INSTRUCTIONS FOR THE TASK:
Put the items below into a numbered list, leaving out any blank lines and all pictures.

DATASET EXCERPTS:
· · · ·

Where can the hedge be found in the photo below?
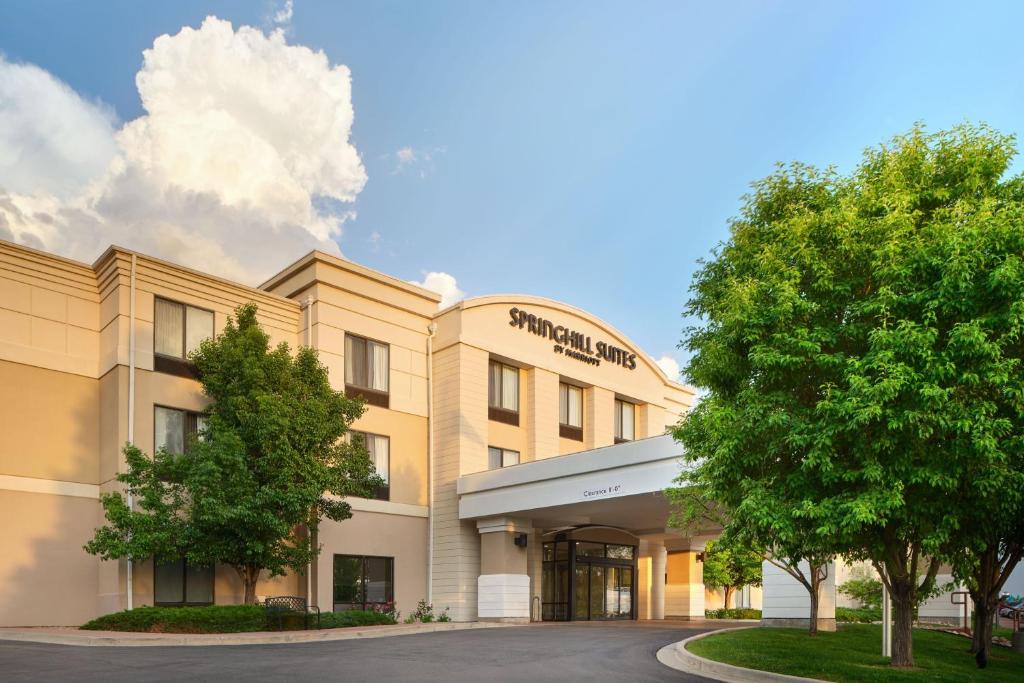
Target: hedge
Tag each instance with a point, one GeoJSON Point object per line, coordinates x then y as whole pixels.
{"type": "Point", "coordinates": [218, 619]}
{"type": "Point", "coordinates": [858, 614]}
{"type": "Point", "coordinates": [742, 612]}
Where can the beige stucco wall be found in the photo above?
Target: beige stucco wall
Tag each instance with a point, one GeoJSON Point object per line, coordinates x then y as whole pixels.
{"type": "Point", "coordinates": [400, 537]}
{"type": "Point", "coordinates": [51, 424]}
{"type": "Point", "coordinates": [45, 577]}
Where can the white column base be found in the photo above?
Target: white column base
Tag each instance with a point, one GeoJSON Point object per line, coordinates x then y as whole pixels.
{"type": "Point", "coordinates": [503, 596]}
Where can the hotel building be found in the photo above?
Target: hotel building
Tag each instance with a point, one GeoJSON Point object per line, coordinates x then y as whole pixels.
{"type": "Point", "coordinates": [522, 442]}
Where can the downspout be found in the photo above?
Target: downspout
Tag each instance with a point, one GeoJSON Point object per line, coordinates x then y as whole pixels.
{"type": "Point", "coordinates": [307, 306]}
{"type": "Point", "coordinates": [432, 329]}
{"type": "Point", "coordinates": [131, 407]}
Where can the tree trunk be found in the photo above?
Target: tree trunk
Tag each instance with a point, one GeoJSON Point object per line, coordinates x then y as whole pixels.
{"type": "Point", "coordinates": [249, 574]}
{"type": "Point", "coordinates": [902, 627]}
{"type": "Point", "coordinates": [982, 638]}
{"type": "Point", "coordinates": [812, 629]}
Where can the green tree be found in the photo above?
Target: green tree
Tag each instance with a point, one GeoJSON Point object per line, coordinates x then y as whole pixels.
{"type": "Point", "coordinates": [860, 347]}
{"type": "Point", "coordinates": [251, 491]}
{"type": "Point", "coordinates": [730, 567]}
{"type": "Point", "coordinates": [755, 517]}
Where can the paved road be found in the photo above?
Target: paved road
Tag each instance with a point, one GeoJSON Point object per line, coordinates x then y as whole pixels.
{"type": "Point", "coordinates": [539, 652]}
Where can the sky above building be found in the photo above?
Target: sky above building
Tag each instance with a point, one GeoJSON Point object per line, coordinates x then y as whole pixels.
{"type": "Point", "coordinates": [588, 152]}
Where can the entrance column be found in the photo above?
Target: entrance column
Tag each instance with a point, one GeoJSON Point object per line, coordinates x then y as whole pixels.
{"type": "Point", "coordinates": [503, 587]}
{"type": "Point", "coordinates": [658, 566]}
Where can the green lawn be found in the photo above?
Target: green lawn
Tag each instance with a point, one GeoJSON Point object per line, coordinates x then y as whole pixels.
{"type": "Point", "coordinates": [853, 653]}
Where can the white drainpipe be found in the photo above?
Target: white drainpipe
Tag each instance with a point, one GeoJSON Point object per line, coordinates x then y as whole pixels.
{"type": "Point", "coordinates": [432, 329]}
{"type": "Point", "coordinates": [131, 407]}
{"type": "Point", "coordinates": [307, 304]}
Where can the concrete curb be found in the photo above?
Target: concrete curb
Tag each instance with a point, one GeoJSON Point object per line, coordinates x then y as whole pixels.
{"type": "Point", "coordinates": [677, 656]}
{"type": "Point", "coordinates": [126, 639]}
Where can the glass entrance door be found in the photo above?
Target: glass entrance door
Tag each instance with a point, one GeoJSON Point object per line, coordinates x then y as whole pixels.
{"type": "Point", "coordinates": [585, 580]}
{"type": "Point", "coordinates": [602, 592]}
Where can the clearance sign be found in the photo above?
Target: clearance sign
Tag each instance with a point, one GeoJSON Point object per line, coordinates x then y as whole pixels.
{"type": "Point", "coordinates": [571, 343]}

· · · ·

OUTPUT FOR THIS EXERCISE:
1. Where can the hedge be found in the photo below?
2. Target: hedge
3. Tag each instance with a point, one GeoJSON Point object per line, coordinates x then y as whole pixels.
4. {"type": "Point", "coordinates": [218, 619]}
5. {"type": "Point", "coordinates": [858, 614]}
6. {"type": "Point", "coordinates": [742, 612]}
7. Where can the beige stucco wall be found in the photo above?
8. Target: beige stucco wall
9. Tag each instance with a point, one GeoJSON Point object per line, coordinates x then y as whole pixels.
10. {"type": "Point", "coordinates": [400, 537]}
11. {"type": "Point", "coordinates": [51, 424]}
12. {"type": "Point", "coordinates": [45, 577]}
13. Where can the white column base be found in the photo above?
14. Target: white column base
15. Tag each instance with a point, one GeoJSON Point object per line, coordinates x then y as whole pixels.
16. {"type": "Point", "coordinates": [503, 596]}
17. Where can the hotel building be found in the photo above?
18. Target: hotel building
19. Tag each instance with a point, one GeoJSON Point object per line, coordinates x then y as whole pixels.
20. {"type": "Point", "coordinates": [522, 442]}
21. Where can the downspout be found in the photo above?
22. Target: downspout
23. Tag each instance with a point, one GeoJSON Point object per line, coordinates x then y as whole pixels.
24. {"type": "Point", "coordinates": [307, 306]}
25. {"type": "Point", "coordinates": [432, 329]}
26. {"type": "Point", "coordinates": [131, 407]}
27. Where can the tree trunk be found in the photo above?
28. Target: tree trunk
29. Tag each instance with a point, one GeoJSON Point object per line, coordinates x then y as whole pixels.
30. {"type": "Point", "coordinates": [249, 574]}
31. {"type": "Point", "coordinates": [902, 627]}
32. {"type": "Point", "coordinates": [982, 638]}
33. {"type": "Point", "coordinates": [812, 629]}
34. Where can the green tree be found in the photo above?
35. Target: green tree
36. Tag each instance with a point, one GeoJSON Point object per line, coordinates x then y as whole pixels.
37. {"type": "Point", "coordinates": [860, 347]}
38. {"type": "Point", "coordinates": [251, 491]}
39. {"type": "Point", "coordinates": [730, 567]}
40. {"type": "Point", "coordinates": [755, 517]}
41. Where can the paved road be found in the photo above?
42. Target: paved road
43. Tag each instance with a point, one GeoJSON Point object per line, coordinates x then y as whole pixels.
44. {"type": "Point", "coordinates": [539, 652]}
45. Where can the sky above building be found in the photo above?
46. Target: sky above building
47. Tag each instance with a point, one GeoJSON Point object per line, coordinates x then y as whole pixels.
48. {"type": "Point", "coordinates": [588, 152]}
49. Where can the entrance column be found in the photo above?
50. Target: entrance column
51. Tag each instance with a point, one GeoJSON Point object per line, coordinates x then y as whole pixels.
52. {"type": "Point", "coordinates": [503, 587]}
53. {"type": "Point", "coordinates": [658, 566]}
54. Where can the green lawn be found in the photo above?
55. Target: green lawn
56. Tag each instance with a point, one GeoJSON Point object per line, coordinates x then y as whole pixels.
57. {"type": "Point", "coordinates": [853, 653]}
58. Where can the white drainpipe be found in the photo above?
59. Target: white drainpipe
60. Tag each instance with a point, one GeoJSON Point object per line, coordinates x then y as whole pixels.
61. {"type": "Point", "coordinates": [432, 329]}
62. {"type": "Point", "coordinates": [131, 407]}
63. {"type": "Point", "coordinates": [307, 304]}
64. Where can the concrete curb be found in the photo above?
65. Target: concrete curb
66. Tag each instance with a point, one GeoJSON Point object per line, coordinates x then y as whole pixels.
67. {"type": "Point", "coordinates": [677, 656]}
68. {"type": "Point", "coordinates": [126, 639]}
69. Where can the glass entrance door be found in the photo above?
70. Target: glass entrance door
71. Tag each instance with a point, one GeoJSON Point object per line, coordinates x then y as whole pixels.
72. {"type": "Point", "coordinates": [585, 580]}
73. {"type": "Point", "coordinates": [602, 592]}
74. Where can the clearance sign be found in the photo above?
75. Target: clearance sign
76. Tag each instance with a point, one GeoJSON Point object per line, coordinates x then y as whole pixels.
77. {"type": "Point", "coordinates": [571, 343]}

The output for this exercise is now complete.